[Start of section]

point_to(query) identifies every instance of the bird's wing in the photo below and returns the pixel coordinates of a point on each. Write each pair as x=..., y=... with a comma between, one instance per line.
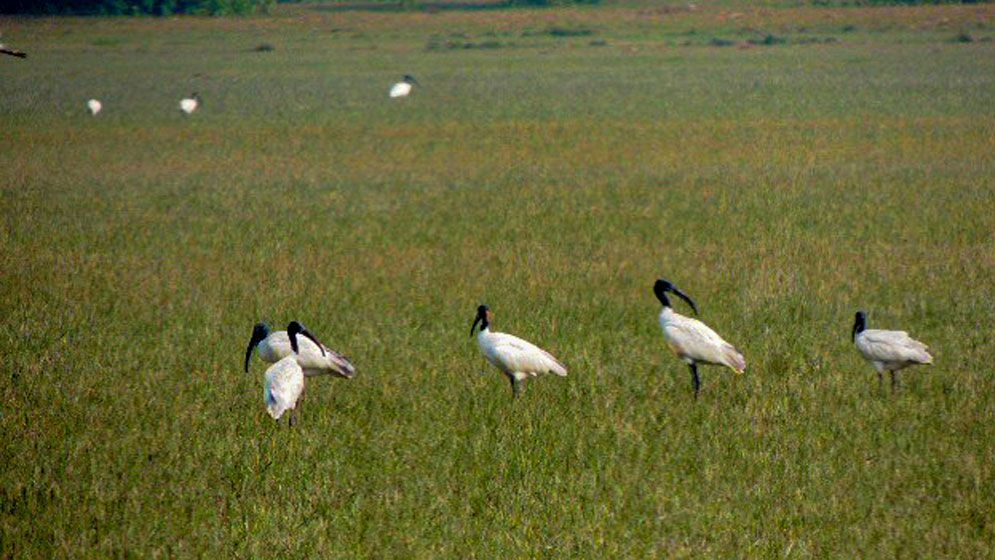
x=517, y=355
x=284, y=384
x=892, y=346
x=277, y=347
x=332, y=362
x=693, y=339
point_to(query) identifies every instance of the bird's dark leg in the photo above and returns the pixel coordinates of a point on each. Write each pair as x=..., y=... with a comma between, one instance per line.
x=516, y=387
x=695, y=379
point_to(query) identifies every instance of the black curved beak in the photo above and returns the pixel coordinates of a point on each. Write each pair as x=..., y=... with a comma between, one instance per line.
x=685, y=297
x=256, y=339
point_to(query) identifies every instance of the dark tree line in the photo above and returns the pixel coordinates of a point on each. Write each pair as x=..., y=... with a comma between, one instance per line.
x=134, y=7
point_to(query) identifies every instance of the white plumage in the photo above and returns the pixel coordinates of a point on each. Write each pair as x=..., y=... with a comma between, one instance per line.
x=888, y=350
x=693, y=341
x=403, y=88
x=190, y=104
x=518, y=359
x=284, y=386
x=314, y=360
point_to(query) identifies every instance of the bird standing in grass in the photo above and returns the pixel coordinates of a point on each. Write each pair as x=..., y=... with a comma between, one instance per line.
x=284, y=384
x=190, y=104
x=693, y=341
x=314, y=359
x=4, y=49
x=403, y=88
x=888, y=350
x=516, y=358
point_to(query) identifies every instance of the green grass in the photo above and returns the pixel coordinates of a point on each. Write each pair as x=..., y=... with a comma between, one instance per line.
x=782, y=186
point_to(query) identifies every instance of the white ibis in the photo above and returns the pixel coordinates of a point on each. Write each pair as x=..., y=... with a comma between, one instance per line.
x=284, y=385
x=693, y=341
x=314, y=359
x=190, y=104
x=888, y=350
x=403, y=88
x=516, y=358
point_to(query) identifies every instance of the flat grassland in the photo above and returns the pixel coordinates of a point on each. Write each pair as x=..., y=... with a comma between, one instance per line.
x=784, y=166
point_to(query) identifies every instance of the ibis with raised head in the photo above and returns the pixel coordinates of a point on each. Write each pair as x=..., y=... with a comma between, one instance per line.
x=189, y=104
x=403, y=88
x=516, y=358
x=693, y=341
x=284, y=384
x=314, y=359
x=888, y=350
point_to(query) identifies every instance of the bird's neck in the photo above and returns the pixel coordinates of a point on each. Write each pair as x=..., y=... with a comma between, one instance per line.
x=666, y=314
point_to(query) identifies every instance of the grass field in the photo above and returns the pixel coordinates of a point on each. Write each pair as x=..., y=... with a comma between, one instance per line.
x=554, y=164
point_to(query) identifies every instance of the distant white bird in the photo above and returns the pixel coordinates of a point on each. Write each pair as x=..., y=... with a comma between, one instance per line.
x=516, y=358
x=888, y=350
x=313, y=358
x=190, y=104
x=693, y=341
x=284, y=385
x=403, y=88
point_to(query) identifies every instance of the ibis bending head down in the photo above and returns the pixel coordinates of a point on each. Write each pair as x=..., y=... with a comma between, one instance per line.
x=403, y=88
x=284, y=384
x=693, y=341
x=189, y=104
x=516, y=358
x=313, y=357
x=888, y=350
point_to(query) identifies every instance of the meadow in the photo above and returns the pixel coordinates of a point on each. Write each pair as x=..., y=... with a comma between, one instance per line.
x=785, y=166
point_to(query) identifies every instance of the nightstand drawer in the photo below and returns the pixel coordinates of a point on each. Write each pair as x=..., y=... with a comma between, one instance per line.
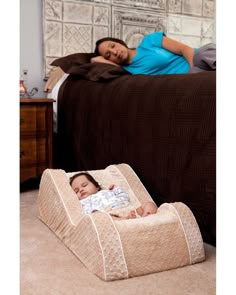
x=33, y=151
x=33, y=118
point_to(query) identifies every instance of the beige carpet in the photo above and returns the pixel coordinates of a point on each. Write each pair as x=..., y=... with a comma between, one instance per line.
x=48, y=267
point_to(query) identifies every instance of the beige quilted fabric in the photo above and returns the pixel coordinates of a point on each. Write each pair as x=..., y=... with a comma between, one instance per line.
x=119, y=249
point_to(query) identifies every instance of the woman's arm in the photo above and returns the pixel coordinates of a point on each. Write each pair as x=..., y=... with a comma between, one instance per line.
x=179, y=48
x=103, y=60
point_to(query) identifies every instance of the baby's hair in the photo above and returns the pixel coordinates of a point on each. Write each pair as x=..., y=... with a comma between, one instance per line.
x=88, y=176
x=96, y=51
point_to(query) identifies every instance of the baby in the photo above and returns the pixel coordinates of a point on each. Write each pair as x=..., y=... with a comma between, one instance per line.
x=93, y=197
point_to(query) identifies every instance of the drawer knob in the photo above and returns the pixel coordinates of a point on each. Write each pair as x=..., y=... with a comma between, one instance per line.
x=22, y=153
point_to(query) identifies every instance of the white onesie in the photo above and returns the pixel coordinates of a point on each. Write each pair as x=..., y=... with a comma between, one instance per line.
x=105, y=200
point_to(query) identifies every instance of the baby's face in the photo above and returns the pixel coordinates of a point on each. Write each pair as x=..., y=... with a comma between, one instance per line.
x=83, y=187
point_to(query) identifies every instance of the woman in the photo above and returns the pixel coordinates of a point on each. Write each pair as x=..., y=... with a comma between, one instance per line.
x=156, y=55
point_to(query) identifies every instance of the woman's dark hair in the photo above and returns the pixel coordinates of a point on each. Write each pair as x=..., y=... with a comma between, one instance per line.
x=96, y=51
x=88, y=176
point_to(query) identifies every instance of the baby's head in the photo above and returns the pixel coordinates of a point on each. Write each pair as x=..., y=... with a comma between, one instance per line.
x=84, y=185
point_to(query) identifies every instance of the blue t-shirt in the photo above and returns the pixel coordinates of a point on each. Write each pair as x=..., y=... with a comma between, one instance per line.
x=152, y=59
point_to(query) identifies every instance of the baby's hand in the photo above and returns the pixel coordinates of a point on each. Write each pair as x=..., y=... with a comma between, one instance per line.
x=111, y=187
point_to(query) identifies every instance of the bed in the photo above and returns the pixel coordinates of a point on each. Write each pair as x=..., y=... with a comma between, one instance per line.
x=162, y=126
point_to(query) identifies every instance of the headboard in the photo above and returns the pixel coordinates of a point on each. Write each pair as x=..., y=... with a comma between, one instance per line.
x=71, y=26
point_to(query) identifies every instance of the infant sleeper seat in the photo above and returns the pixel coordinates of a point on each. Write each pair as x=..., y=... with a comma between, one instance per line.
x=118, y=249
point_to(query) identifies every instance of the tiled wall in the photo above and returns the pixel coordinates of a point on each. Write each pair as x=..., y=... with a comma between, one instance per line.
x=74, y=25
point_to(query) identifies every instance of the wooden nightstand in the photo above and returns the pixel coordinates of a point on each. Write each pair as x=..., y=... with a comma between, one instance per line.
x=36, y=131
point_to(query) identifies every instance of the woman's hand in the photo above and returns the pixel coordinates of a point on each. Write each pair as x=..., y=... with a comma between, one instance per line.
x=55, y=75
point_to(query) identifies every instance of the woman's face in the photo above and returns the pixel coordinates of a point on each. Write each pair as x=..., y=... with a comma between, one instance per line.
x=114, y=52
x=83, y=187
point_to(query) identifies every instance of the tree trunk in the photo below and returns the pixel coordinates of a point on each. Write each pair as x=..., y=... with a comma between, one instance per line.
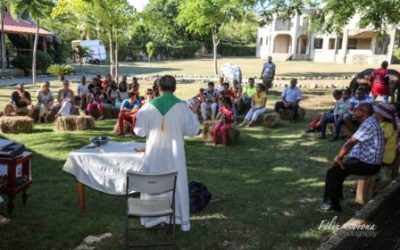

[End of section]

* _AIM OF THE EXERCISE_:
Copy all of the entries verbatim, leaving out any pictures they contain.

* _RESPONSE TO THE TASK_:
point_to(query) identifies every instance of the bird's wing in the photo below and returns the pixel coordinates of a point on each. Write each pair as x=..., y=... with a comma between, one instance per line.
x=517, y=355
x=284, y=384
x=892, y=346
x=277, y=347
x=332, y=362
x=693, y=339
point_to(query) identifies every instance of the bird's dark leg in the photo above and returns the pixel coordinates of a point on each. Write each pair as x=..., y=... with a comma between, one instance per line.
x=516, y=387
x=695, y=379
point_to(query) identifies every instance of the black curved beak in the photo above and returns the pixel coordinates of a point on each. Write each pair as x=..., y=... with a comma between, one instance per line.
x=685, y=297
x=256, y=339
point_to(query) identifies every instance of the dark tree line in the photo above and returns the pixel coordinates of a point on each. Write each pair as x=..., y=... with a comma between, one instance per line.
x=134, y=7
point_to(query) identifies every instance of the white plumage in the photo above and returns the pixel coordinates of a point on each. Write each pair as x=..., y=... with a comma between, one instance per line.
x=888, y=350
x=693, y=341
x=403, y=88
x=190, y=104
x=518, y=359
x=284, y=386
x=314, y=360
point_to(query) identifies every instance of the bird standing in grass in the photo above and returns the pixel coordinates of a point on each. Write each pair as x=..., y=... with a comma between, one instance per line.
x=284, y=384
x=190, y=104
x=693, y=341
x=314, y=359
x=4, y=49
x=403, y=88
x=888, y=350
x=516, y=358
point_to(query) identifies every instance of the green grass in the photo above and returns the pixel coordinates of a point on each. Write each pair as x=..., y=... with a comma between, one instance per line.
x=782, y=186
point_to(query) identifies every instance of the white ibis in the photo above and returns the pixel coordinates of a point on each. Write each pair as x=..., y=... with a comma between, one instance per line.
x=284, y=385
x=693, y=341
x=314, y=359
x=190, y=104
x=888, y=350
x=403, y=88
x=516, y=358
point_to(query) identifies every instance of the flat grassland in the photo above and returns the pixel coordinates of a point on each. Write each pair as x=..., y=... with a comma between, one instance per line.
x=784, y=166
point_to(query) identifies every instance of the ibis with raised head in the photo above and returns the pixel coordinates of a point on each. Write each pair as x=..., y=... with a comma between, one instance per line.
x=189, y=104
x=403, y=88
x=516, y=358
x=693, y=341
x=284, y=384
x=314, y=359
x=888, y=350
point_to(query) identifies every instance of the bird's neck in the photo above and returns the pixel coordinates of a point on each. Write each pair as x=..., y=... with a comma between, one instance per line.
x=666, y=314
point_to(query) identifies every instance of the grass field in the photo above and returns the pixel coordinates of a point on each. Write each pair as x=..., y=... with a comma between, one instance per line.
x=554, y=164
point_to(query) identifies every instance of the distant white bird in the photo above and returns the pixel coordinates of a point on each. Write each pair as x=..., y=... with a comma between, one instance per line.
x=516, y=358
x=888, y=350
x=313, y=358
x=190, y=104
x=693, y=341
x=284, y=385
x=403, y=88
point_to(query) identifies every instance of the ibis bending head down in the photo above and returns the pixel coordinates of a point on each. Write each pair as x=..., y=... with a comma between, one instance per line.
x=403, y=88
x=284, y=384
x=693, y=341
x=189, y=104
x=516, y=358
x=313, y=357
x=888, y=350
point_to(query) identifies every instance of the meadow in the photo above and returns the pixel coordinates of a point on each. Write each pair as x=..., y=... with a comma between, one instance per line.
x=785, y=166
point_to(query) identifies every instance of the nightstand drawer in the photo below and returns the pixel coordinates of a point on each. Write each pair as x=..., y=... with a comma between, one instance per line.
x=33, y=151
x=33, y=118
point_to(query) identifies every instance of the beige carpet in the photo above and returns the pixel coordinates of a point on each. Write each pair as x=..., y=... with a comma between, one instance per line.
x=48, y=267
point_to(query) identifies every instance of the beige quilted fabric in the photo above and returns the pixel coordinates of a point on each. Write each pair as x=..., y=... with a comma between, one instance per line.
x=119, y=249
point_to(query) identifies every instance of the woman's arm in the photo above and returns the pixel coordinates of a point on each. Write each pair as x=..., y=... with a comma between, one instance per line.
x=179, y=48
x=103, y=60
point_to(query) identifies every instance of the baby's hair in the photo above and returns the pixel coordinates of a point on each. Write each pair as x=..., y=... with a comma between, one instance per line.
x=88, y=176
x=96, y=51
point_to(query) identifies every instance of the baby in the photo above and returns the pixel coordinates of a point on each. Write each pair as x=..., y=... with a comma between, one instance per line.
x=93, y=197
point_to(query) identifies every instance of the drawer knob in the photo above and returns the pixel coordinates of a point on each. Write each pair as x=..., y=... with a comma between, one instance per line.
x=22, y=153
point_to(query) identifies every instance of the white onesie in the photo above and returns the pixel coordinates of a point on each. Write each pair as x=..., y=... with a comma between, one instance per line.
x=105, y=200
point_to(query) identifies every instance of the baby's face in the photo above and returns the pixel coordinates of a point on each. Write each pair as x=..., y=... with a comma between, one instance per line.
x=83, y=187
point_to(query) identifies every instance of the woman in the photo above and returns the pixel coordinates of a point on each. Write each pair as x=..., y=... with a comma between, one instance per line.
x=156, y=55
point_to(query) identifies every instance of the woman's dark hair in the photo above and returns the pixel coordinates of a point on each. Write each pair as x=..., y=... with a comma between, one instance per line.
x=96, y=51
x=88, y=176
point_to(query) identifies every instance of the baby's head in the photo above and returns the pixel coordinates of a point on each. Write each pair as x=..., y=... with a comma between, one instance per line.
x=84, y=185
point_to(query) identifies every instance of the blue t-shirt in the photo above and returns the pixel coordinates of a point on each. Write each pair as x=..., y=... with a comma between, one instance per line.
x=152, y=59
point_to(query) identifies every instance of the baby's hand in the photo above and returns the pixel coordinates of a point on each. Write each pair as x=..., y=... with a comma between, one instance per line.
x=111, y=187
point_to(query) identifies every instance of the bed in the photo above and returns the pixel coordinates of a point on each. Write each pair as x=..., y=... with a comma between, one instance per line.
x=162, y=126
point_to(query) identifies every instance of the headboard in the photo above and returns the pixel coordinates of a point on each. Write each pair as x=..., y=... with a comma between, one instance per line.
x=71, y=26
point_to(query) identifies every instance of the infant sleeper seat in the photo above and returns the pixel coordinates of a point on each. Write each pair as x=..., y=... with a comma between, one instance per line.
x=118, y=249
point_to(query) identifies every instance of the tiled wall in the photo above and returns the pixel coordinates of a point on each. Write each pair as x=..., y=... with a comma between, one instance per line.
x=74, y=25
point_to(query) identifies every instance of the wooden nightstand in the photo above and returns the pixel coordinates of a point on each. Write each pair as x=..., y=... with a comma between, one instance per line.
x=36, y=131
point_to(query) identifies every instance of the woman's hand in the photo above and returns the pixel coordinates of a point on each. Write each pair as x=..., y=... with a comma between, one instance per line.
x=55, y=75
point_to(query) identifies every instance of the woman's face in the photo above and returns the pixel coordinates of a point on each. Write each pair as x=..., y=... with a comma between, one instance per line.
x=114, y=52
x=83, y=187
point_to(query) identifies every instance of the tree trunk in the photo below and returns the pixel coordinates of a point on each. Write each pair as x=..., y=... with a comma between, one instance per line.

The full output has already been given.